> PROBLEM: Copy out the entries below exactly as they stand, but only from the line containing "box: [262, 267, 274, 271]" through the line containing "139L244 160L242 175L250".

++++++++++

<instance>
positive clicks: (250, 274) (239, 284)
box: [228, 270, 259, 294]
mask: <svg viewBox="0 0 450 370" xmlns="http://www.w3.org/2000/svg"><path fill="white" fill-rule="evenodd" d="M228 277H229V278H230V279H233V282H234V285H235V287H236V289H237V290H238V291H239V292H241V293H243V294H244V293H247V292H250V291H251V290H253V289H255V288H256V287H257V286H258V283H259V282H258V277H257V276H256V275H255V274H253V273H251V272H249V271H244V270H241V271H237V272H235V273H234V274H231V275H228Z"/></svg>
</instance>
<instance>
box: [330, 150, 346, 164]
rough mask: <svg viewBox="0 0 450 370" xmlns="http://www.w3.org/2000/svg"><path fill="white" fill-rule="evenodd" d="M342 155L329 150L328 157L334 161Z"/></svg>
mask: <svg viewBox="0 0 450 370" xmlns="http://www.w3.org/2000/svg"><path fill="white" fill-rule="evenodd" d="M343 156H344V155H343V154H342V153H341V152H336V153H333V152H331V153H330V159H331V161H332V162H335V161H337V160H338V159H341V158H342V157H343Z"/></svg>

++++++++++

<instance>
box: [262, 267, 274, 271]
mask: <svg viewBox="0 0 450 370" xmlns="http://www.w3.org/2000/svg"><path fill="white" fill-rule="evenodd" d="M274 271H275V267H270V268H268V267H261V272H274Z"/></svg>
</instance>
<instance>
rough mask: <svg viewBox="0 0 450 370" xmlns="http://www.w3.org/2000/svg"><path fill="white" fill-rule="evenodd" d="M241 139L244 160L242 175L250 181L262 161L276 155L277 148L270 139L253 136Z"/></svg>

++++++++++

> FINISHED EXERCISE:
box: [262, 267, 274, 271]
mask: <svg viewBox="0 0 450 370" xmlns="http://www.w3.org/2000/svg"><path fill="white" fill-rule="evenodd" d="M274 271H275V267H270V268H268V267H261V272H274Z"/></svg>
</instance>
<instance>
rough mask: <svg viewBox="0 0 450 370" xmlns="http://www.w3.org/2000/svg"><path fill="white" fill-rule="evenodd" d="M241 139L244 160L242 175L250 181L262 161L276 155L277 148L270 139L253 136Z"/></svg>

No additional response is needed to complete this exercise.